Can you reproduce the listing below line for line, leaving out any pictures?
start Provided records
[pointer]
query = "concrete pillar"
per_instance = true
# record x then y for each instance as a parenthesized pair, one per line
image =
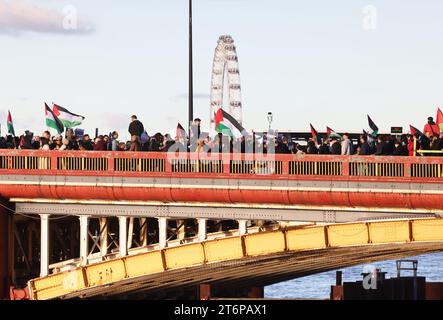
end Provided records
■ Task solution:
[pointer]
query = "concrete pillar"
per_instance = true
# record x then y for each instance as a parenthesized pair, one per line
image =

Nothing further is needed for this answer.